## [Task to carry out]
Please reproduce everything in the records from the line containing "## Example: detecting forest" down to the line containing "223;115;246;136", both lines included, rescaling every bounding-box coordinate in the answers by 2.55 and rounding to whole numbers, halves up. Keep the requests and their sample coordinates unchanged, and give only these lines.

## [Provided material]
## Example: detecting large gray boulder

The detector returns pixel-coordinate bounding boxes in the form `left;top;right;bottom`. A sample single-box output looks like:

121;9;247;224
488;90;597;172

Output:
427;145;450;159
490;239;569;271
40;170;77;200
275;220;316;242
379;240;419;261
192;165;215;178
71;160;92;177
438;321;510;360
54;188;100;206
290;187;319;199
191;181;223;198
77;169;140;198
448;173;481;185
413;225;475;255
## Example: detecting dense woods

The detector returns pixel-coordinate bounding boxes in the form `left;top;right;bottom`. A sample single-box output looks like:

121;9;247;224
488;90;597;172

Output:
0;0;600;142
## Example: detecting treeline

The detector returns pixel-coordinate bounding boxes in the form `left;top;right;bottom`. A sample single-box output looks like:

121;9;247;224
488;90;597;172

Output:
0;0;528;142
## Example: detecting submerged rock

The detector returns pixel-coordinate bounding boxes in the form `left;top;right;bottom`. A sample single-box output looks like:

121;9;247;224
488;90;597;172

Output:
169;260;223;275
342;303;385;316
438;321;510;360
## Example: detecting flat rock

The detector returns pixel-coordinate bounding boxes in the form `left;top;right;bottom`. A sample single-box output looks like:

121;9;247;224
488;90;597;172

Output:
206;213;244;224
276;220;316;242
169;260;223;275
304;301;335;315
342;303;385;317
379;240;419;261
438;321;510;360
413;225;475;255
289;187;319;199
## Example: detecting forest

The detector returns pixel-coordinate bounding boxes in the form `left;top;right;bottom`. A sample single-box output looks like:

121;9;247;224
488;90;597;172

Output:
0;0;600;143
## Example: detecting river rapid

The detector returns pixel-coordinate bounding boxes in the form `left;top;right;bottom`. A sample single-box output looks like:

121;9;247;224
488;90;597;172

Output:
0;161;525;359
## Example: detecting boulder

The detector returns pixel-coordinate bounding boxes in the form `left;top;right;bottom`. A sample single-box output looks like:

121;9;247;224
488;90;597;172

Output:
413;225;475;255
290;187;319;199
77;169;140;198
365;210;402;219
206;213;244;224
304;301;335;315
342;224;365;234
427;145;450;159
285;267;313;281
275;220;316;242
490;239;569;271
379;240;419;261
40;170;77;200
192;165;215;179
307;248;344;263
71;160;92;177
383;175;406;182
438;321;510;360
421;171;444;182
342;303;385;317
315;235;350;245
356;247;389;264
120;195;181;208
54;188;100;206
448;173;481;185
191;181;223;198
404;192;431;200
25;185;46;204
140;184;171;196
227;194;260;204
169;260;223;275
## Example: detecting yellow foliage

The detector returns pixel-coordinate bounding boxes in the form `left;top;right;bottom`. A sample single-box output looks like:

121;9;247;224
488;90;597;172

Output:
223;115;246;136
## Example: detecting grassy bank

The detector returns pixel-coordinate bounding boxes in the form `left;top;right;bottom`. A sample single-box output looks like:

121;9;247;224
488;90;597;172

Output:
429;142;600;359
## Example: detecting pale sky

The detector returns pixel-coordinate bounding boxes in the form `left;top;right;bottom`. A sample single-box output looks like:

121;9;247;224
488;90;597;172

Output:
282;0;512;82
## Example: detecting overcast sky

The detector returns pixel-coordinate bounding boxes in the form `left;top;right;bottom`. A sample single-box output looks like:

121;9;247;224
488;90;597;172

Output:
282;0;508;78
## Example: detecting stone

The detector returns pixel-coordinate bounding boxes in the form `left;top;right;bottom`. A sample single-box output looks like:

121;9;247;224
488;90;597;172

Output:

## [Complete answer]
## Example: detecting forest

The detector returns pixel-coordinate bounding boxes in the form `left;top;right;bottom`. A sample single-box output looks like:

121;9;247;224
488;90;597;172

Output:
0;0;1530;365
## Example: detecting river rapid

The detector returns pixel-coordinate bounding boxes in the form `left;top;right;bottom`. A sample single-box output looks like:

121;9;247;224
488;90;597;172

Output:
0;411;1339;915
## Example: detecting boulder

The detector returns pixel-coordinate bounding boxes in the form `left;top;right;bottom`. A sample single-box output looks like:

121;9;247;224
488;90;597;172

Output:
1053;574;1211;650
740;477;813;507
196;431;357;505
931;536;1025;558
525;543;622;571
775;768;854;803
872;571;931;597
1089;370;1148;405
727;681;798;717
701;561;806;617
1250;609;1451;691
966;612;1068;666
102;434;196;510
490;421;548;456
783;632;877;671
181;408;235;451
977;446;1035;464
1117;819;1301;918
1074;436;1132;464
872;773;982;808
803;599;893;625
908;630;992;673
306;497;462;530
138;479;255;525
1142;441;1227;472
487;462;569;505
1030;490;1099;510
64;472;117;520
357;469;436;500
579;495;663;520
431;663;569;701
## Example: detecting yellow foliage

The detector returns pixel-coordinate bounding boxes in the form `left;top;right;bottom`. A sample single-box output looks like:

121;9;247;224
488;90;597;172

Output:
569;293;627;347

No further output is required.